*How to complete this task*. Please return, word for word, the line containing "[locate] blue background" and each line after it through the end of the data below, and nothing else.

[Source records]
Start of Block
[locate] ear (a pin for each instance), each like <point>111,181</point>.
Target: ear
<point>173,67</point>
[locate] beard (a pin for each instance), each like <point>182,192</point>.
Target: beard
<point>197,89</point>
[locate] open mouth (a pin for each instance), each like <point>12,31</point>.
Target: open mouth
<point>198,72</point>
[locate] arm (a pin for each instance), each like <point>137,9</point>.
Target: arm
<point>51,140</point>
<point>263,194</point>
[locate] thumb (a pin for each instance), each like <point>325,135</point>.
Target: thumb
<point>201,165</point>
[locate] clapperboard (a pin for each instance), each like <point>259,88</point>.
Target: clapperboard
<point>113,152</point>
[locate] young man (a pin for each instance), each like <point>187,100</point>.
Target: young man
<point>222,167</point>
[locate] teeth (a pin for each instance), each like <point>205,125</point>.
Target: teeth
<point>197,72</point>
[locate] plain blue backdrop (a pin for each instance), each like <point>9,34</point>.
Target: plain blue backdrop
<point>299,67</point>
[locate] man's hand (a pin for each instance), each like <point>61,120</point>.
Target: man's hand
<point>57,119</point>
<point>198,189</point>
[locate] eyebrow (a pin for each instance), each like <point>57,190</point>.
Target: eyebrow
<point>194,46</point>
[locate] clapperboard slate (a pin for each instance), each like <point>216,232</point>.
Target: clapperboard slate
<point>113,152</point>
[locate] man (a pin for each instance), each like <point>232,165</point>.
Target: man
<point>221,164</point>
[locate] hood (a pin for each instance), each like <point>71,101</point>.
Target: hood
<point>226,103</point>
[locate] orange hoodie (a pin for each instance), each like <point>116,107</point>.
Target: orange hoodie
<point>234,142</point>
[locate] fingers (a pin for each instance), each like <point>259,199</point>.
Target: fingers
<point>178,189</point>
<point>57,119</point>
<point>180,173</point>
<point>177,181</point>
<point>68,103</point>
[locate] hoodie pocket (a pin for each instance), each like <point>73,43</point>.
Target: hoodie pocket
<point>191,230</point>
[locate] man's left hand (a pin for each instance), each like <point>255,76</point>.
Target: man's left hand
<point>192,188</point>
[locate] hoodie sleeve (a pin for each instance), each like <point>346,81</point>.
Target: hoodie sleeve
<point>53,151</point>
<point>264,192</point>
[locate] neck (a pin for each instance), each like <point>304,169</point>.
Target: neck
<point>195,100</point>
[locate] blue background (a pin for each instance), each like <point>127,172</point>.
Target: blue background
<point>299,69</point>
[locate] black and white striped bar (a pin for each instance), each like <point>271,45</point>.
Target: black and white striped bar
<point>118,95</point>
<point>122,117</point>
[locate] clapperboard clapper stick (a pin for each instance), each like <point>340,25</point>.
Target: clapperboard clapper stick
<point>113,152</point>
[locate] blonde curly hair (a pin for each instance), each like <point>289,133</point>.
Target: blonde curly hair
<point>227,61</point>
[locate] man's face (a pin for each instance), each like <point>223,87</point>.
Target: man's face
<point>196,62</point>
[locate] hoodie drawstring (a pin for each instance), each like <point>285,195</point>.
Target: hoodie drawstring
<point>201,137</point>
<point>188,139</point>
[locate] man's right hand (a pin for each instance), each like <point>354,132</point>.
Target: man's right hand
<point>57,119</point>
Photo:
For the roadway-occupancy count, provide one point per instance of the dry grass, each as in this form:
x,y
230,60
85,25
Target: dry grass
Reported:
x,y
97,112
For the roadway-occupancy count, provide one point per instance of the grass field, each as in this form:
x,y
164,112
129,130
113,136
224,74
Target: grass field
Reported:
End of Block
*Exercise result*.
[locate] blue background (a pin for each instance), each like <point>127,172</point>.
Target: blue background
<point>299,69</point>
[locate] black and white striped bar (a pin for each instance), each like <point>271,45</point>.
Target: black and white striped bar
<point>118,95</point>
<point>122,117</point>
[locate] clapperboard clapper stick (a pin for each instance), each like <point>340,25</point>.
Target: clapperboard clapper stick
<point>113,152</point>
[locate] blonde curly hair (a pin for each instance), each like <point>289,133</point>.
Target: blonde curly hair
<point>227,61</point>
[locate] man's face (a pin for each instance), each like <point>223,87</point>.
Target: man's face
<point>196,62</point>
[locate] hoodie drawstring (a pin for each instance), each like <point>285,195</point>.
Target: hoodie drawstring
<point>201,137</point>
<point>188,139</point>
[locate] man's right hand (a pin for each instance), each like <point>354,132</point>.
Target: man's right hand
<point>57,119</point>
Photo:
For the roadway-occupancy count, provide one point per instance of the dry grass, each as in this form:
x,y
230,60
85,25
Target: dry grass
Reported:
x,y
97,112
For the roadway-occupancy count, provide one point per instance of the grass field, each as in this form:
x,y
164,112
129,130
113,136
224,74
Target: grass field
Reported:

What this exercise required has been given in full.